----- Data for review
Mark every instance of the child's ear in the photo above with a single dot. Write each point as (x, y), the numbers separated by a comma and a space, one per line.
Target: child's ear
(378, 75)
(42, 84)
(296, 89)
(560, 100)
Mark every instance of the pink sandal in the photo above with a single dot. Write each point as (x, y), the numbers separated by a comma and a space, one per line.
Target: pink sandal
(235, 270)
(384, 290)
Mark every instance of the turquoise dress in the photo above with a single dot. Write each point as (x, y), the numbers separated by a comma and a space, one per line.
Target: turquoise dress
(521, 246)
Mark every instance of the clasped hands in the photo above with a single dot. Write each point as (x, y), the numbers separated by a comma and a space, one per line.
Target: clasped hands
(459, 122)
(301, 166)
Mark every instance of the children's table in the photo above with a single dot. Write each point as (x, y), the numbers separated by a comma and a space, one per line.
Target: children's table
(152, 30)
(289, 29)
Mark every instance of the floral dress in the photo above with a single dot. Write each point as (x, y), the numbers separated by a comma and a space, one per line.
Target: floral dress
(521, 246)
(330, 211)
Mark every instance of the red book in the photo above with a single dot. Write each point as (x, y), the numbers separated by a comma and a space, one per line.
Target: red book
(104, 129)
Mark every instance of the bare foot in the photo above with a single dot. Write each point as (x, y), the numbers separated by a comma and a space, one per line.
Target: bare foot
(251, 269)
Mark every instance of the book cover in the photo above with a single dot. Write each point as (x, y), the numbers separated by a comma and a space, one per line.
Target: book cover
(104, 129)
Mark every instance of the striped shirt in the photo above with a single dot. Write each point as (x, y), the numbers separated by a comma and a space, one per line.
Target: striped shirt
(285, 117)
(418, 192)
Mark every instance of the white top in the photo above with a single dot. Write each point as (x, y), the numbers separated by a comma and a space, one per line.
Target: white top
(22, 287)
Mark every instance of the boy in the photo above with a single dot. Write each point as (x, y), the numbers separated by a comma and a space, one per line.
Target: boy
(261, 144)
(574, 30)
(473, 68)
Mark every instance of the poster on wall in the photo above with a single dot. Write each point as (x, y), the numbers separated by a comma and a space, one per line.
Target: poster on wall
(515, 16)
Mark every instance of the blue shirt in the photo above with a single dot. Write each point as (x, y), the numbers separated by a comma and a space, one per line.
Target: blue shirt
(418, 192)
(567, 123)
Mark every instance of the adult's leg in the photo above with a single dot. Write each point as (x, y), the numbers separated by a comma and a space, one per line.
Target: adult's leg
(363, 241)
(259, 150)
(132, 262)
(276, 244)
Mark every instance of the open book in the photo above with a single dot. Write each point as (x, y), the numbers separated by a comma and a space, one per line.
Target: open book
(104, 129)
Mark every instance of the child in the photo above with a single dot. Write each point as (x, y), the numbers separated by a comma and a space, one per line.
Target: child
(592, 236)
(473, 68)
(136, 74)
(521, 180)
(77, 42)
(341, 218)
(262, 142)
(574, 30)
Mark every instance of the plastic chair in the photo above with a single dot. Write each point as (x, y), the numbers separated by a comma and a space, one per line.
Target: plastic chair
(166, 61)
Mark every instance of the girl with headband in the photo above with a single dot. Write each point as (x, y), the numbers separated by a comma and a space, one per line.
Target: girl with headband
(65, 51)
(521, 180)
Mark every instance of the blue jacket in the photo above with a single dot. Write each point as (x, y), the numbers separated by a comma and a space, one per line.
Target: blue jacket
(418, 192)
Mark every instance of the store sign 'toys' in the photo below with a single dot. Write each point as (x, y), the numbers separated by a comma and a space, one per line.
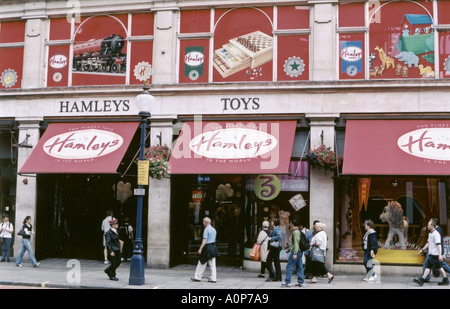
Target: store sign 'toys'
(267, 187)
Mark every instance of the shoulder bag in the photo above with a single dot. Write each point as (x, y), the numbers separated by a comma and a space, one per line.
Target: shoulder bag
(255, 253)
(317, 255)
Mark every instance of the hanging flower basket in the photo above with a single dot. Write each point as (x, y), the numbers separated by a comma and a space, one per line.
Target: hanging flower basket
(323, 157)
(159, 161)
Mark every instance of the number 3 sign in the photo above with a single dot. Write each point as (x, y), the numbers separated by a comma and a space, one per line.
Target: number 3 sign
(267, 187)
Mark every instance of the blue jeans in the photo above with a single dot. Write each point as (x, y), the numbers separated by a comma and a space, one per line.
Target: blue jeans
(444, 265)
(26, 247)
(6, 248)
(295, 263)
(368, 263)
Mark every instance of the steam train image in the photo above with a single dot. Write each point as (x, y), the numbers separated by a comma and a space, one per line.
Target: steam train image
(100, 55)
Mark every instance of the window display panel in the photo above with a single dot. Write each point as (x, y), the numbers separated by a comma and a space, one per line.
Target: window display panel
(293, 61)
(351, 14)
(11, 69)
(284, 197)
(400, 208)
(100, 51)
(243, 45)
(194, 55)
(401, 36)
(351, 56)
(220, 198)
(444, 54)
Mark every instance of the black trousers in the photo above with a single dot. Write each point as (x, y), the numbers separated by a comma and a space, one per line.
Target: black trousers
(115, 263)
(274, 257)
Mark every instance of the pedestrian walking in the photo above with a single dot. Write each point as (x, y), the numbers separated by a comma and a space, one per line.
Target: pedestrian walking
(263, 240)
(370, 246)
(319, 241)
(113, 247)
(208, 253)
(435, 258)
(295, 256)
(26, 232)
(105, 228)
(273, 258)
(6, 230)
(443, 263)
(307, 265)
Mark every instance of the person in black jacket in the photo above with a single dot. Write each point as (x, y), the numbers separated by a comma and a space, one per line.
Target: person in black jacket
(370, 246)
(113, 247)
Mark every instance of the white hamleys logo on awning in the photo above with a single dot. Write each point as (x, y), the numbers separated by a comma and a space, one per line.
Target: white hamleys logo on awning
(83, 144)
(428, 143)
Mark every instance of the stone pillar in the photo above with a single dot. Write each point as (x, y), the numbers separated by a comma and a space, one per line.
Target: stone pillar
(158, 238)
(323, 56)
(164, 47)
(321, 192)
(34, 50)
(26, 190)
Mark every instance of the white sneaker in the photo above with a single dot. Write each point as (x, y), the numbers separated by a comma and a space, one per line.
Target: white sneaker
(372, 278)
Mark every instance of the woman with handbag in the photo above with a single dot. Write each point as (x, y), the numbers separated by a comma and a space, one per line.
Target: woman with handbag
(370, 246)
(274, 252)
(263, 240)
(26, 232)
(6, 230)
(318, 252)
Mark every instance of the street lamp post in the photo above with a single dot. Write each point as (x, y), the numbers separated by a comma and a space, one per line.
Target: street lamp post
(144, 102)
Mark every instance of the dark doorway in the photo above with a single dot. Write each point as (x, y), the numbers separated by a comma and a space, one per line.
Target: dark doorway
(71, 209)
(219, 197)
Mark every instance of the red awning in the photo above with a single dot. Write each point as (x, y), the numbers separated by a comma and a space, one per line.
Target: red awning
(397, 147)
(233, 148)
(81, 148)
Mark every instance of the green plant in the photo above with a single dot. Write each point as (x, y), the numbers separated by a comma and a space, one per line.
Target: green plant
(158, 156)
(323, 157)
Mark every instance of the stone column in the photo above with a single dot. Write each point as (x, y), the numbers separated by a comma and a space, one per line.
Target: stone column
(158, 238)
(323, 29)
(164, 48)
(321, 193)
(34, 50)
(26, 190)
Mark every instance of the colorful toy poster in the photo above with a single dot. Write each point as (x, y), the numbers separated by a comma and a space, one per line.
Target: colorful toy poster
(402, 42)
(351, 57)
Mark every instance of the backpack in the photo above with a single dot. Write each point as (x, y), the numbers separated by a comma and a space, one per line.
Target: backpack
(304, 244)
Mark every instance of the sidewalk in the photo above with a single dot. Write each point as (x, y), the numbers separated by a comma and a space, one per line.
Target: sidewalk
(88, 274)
----------
----- Data for review
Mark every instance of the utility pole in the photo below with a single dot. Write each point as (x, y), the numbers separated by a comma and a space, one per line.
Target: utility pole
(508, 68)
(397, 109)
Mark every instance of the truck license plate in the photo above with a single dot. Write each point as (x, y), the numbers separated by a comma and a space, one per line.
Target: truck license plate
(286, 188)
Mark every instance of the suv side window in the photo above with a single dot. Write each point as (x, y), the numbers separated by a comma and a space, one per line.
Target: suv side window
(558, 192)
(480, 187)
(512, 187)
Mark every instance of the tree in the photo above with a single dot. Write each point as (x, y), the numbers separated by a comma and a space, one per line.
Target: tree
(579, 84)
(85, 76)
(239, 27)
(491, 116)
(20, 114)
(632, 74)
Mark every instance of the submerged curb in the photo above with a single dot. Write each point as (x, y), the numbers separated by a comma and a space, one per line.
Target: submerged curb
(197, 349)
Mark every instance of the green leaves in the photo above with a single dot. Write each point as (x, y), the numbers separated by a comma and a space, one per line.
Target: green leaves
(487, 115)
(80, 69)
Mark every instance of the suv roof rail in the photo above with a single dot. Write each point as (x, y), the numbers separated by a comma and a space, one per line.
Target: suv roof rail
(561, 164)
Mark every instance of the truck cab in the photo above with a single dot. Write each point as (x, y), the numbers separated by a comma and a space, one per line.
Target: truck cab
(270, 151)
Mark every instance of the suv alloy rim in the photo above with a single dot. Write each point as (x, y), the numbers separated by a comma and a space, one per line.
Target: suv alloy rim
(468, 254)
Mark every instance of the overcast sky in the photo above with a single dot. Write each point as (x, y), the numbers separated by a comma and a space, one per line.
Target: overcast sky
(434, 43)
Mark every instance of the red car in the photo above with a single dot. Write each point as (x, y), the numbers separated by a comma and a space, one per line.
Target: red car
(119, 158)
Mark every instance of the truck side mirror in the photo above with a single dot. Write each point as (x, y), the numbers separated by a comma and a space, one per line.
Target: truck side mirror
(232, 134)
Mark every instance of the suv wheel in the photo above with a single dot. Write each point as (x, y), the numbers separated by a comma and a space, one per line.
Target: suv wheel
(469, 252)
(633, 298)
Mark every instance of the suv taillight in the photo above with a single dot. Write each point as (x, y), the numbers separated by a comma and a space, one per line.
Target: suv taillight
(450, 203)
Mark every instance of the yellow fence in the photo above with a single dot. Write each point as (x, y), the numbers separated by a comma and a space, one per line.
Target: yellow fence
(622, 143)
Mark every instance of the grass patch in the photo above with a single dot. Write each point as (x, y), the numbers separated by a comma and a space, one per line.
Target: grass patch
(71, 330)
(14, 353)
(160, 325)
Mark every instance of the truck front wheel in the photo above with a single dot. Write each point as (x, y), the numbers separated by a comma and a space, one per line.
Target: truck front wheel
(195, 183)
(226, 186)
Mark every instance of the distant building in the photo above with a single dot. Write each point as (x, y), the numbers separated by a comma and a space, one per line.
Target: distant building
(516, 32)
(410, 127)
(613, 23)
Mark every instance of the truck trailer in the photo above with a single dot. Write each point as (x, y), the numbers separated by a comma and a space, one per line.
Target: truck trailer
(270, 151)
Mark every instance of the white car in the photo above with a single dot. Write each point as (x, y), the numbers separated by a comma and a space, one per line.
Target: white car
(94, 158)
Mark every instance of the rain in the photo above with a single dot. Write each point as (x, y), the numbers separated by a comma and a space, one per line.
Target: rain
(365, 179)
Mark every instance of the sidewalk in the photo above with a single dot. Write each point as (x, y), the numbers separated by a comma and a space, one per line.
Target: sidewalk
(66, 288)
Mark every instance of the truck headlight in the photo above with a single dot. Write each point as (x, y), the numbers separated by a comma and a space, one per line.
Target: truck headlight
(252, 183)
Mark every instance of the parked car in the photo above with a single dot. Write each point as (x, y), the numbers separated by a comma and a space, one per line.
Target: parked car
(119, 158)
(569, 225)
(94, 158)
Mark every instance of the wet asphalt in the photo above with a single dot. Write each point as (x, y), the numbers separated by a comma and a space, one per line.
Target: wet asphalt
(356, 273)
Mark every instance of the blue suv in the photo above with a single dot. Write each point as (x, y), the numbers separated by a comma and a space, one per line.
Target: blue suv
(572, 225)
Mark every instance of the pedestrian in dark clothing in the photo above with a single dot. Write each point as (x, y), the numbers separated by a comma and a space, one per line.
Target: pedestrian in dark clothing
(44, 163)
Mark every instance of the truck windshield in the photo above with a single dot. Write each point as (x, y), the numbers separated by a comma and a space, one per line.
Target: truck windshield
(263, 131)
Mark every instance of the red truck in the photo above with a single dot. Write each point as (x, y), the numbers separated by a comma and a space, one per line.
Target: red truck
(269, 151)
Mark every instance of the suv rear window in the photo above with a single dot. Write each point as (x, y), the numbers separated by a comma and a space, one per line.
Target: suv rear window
----------
> **Work item**
Where a line above contains the string "rear", copy that line.

> **Solution for this task**
Mark every instance of the suv rear window in the photo above with a single dot. Write each point as (x, y), the numbers separated by a comma and a space, one per line.
Target: suv rear window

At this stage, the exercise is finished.